Find each line in the material below that contains the word "covered", and copy those lines.

--- Start of Data rows ---

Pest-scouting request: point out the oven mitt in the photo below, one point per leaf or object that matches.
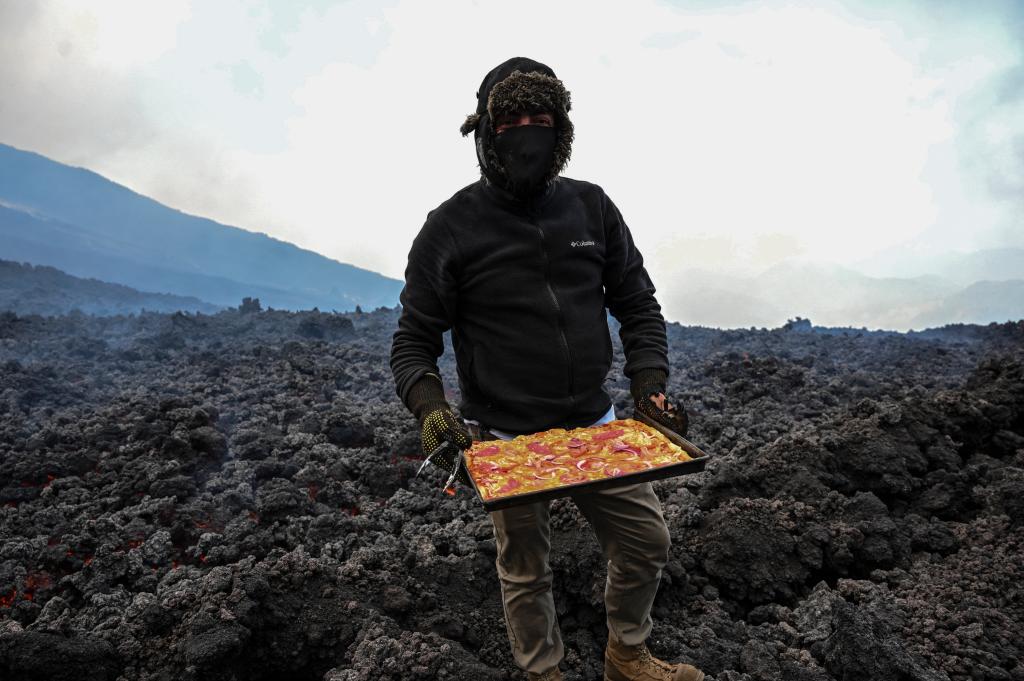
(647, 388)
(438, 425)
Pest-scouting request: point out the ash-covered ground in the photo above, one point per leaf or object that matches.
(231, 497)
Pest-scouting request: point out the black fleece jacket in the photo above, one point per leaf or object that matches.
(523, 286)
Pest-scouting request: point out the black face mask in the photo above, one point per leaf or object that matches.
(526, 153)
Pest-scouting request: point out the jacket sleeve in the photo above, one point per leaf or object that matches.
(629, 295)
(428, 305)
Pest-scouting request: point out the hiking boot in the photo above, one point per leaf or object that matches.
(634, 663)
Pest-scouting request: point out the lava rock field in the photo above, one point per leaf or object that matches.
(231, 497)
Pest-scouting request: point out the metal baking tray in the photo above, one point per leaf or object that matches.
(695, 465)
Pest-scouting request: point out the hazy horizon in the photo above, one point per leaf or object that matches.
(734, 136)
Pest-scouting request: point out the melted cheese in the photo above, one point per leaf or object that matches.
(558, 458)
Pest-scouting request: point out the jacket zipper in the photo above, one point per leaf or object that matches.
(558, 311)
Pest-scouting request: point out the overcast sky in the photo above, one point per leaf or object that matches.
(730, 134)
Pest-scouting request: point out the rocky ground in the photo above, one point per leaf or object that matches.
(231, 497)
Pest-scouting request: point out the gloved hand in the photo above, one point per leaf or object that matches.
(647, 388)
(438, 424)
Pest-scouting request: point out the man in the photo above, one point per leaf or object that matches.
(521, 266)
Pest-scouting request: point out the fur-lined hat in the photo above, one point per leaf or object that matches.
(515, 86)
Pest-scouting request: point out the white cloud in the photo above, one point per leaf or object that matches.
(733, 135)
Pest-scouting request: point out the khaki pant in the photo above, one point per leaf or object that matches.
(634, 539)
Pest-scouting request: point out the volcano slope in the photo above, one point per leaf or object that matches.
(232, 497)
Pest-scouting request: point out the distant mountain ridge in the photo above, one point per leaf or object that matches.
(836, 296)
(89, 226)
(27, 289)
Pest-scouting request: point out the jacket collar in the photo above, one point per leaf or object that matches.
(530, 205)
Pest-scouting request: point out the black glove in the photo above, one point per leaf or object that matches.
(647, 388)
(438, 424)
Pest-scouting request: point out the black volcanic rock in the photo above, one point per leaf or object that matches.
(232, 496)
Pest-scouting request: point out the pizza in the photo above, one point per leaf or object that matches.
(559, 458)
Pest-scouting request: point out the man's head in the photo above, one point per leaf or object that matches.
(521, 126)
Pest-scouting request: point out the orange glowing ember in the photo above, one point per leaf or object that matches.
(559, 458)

--- End of Data rows ---
--- Start of Data rows ---

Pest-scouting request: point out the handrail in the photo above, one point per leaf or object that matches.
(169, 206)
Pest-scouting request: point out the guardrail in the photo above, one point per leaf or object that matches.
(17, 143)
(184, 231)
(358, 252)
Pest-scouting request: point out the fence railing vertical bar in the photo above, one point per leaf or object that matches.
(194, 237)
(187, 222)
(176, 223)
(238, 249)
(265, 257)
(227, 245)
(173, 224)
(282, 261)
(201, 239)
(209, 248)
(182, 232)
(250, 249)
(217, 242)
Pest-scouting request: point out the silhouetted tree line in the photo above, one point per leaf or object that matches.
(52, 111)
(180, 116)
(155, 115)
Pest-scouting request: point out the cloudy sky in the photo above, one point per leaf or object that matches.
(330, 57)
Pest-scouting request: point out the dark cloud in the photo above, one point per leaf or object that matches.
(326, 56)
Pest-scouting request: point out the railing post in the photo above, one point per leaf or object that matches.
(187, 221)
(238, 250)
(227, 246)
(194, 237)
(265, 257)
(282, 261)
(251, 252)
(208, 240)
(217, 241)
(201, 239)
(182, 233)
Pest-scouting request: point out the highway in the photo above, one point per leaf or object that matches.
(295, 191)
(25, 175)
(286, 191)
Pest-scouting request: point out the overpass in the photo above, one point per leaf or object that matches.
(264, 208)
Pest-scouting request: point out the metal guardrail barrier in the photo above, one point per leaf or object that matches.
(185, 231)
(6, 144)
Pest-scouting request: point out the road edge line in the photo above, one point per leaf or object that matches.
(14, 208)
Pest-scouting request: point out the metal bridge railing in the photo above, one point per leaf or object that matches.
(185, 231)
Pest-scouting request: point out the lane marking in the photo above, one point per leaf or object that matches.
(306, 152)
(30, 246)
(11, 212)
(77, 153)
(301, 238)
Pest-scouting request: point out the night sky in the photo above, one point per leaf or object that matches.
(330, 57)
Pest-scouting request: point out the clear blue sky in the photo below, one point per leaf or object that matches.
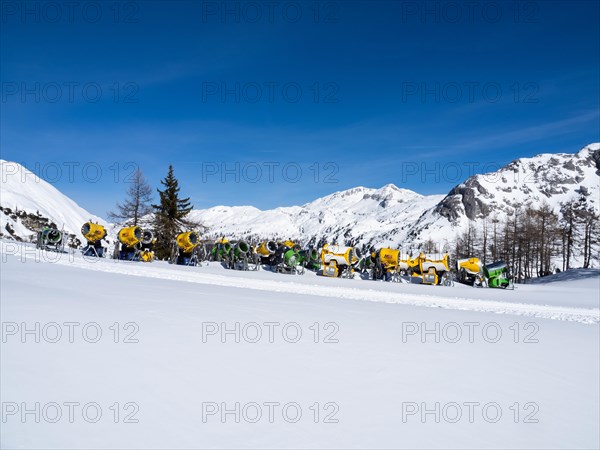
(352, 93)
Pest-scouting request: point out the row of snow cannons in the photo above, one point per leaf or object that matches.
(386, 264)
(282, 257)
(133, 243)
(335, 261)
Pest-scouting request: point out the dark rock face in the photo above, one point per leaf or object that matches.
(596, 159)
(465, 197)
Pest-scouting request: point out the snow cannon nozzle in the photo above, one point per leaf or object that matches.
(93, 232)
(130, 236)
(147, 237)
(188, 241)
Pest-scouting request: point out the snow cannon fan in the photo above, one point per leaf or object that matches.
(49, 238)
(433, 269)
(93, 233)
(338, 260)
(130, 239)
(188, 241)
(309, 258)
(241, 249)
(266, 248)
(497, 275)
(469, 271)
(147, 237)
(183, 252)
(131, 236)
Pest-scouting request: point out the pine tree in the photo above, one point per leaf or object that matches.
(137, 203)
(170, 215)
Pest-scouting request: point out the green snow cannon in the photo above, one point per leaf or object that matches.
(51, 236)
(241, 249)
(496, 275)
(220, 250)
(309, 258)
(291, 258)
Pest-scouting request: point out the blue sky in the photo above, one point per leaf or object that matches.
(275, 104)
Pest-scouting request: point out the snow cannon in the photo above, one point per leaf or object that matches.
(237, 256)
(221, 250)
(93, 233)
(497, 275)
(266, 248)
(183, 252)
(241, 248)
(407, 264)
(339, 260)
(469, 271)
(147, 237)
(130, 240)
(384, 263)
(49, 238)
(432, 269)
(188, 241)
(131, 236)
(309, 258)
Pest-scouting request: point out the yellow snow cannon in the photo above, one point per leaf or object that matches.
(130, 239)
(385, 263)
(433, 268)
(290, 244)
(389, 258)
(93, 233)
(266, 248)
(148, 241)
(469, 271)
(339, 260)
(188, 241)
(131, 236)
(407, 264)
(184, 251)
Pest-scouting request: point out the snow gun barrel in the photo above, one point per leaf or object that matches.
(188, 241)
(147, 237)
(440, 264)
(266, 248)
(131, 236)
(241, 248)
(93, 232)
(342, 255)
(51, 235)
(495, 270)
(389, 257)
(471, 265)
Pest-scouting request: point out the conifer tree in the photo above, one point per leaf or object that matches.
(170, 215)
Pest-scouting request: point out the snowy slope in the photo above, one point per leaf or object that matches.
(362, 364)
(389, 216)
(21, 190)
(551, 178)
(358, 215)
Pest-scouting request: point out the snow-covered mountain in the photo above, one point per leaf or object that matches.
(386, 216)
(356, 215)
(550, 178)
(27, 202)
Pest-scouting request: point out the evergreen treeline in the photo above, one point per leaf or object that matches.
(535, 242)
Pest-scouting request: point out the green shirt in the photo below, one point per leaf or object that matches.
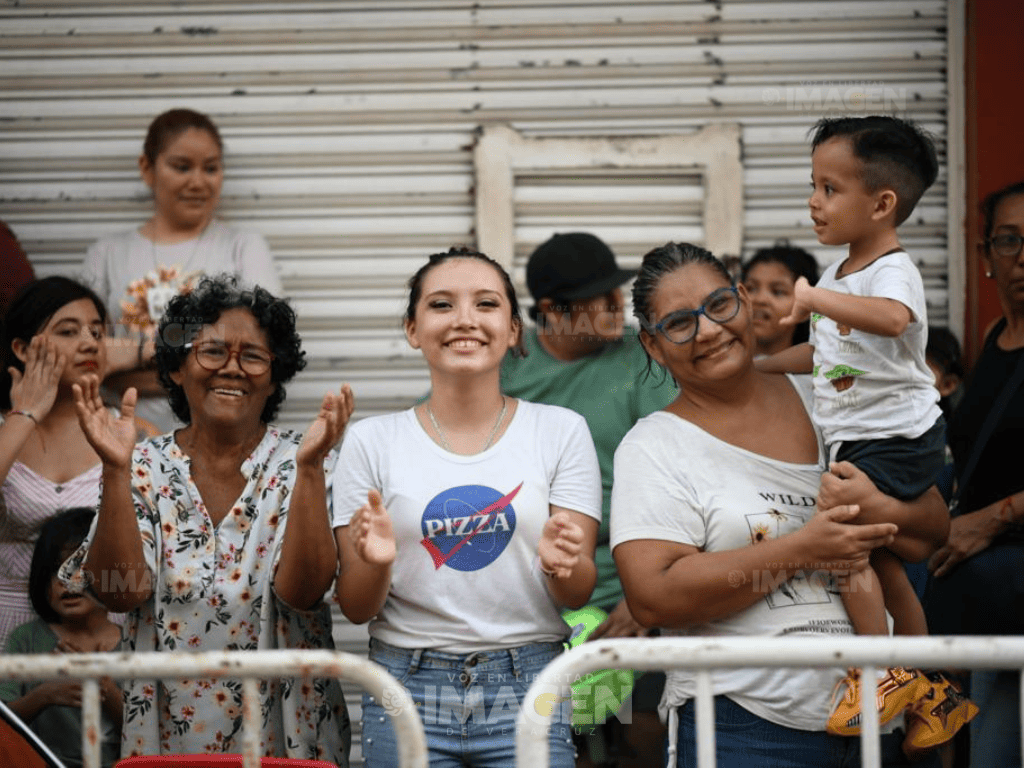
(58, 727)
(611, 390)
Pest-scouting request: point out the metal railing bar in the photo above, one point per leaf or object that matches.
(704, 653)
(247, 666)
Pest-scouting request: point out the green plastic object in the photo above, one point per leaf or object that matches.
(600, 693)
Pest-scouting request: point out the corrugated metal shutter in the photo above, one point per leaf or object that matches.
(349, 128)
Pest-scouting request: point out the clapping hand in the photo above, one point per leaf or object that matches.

--- End of Data rows ---

- [Solution to this exercise]:
Pest-scouting request: point out the ash-covered ground in the photo above, one point per leaf or object that matches.
Pest-scouting request: point out the snow-covered mountain in the photo above, one point per leaf or object that matches.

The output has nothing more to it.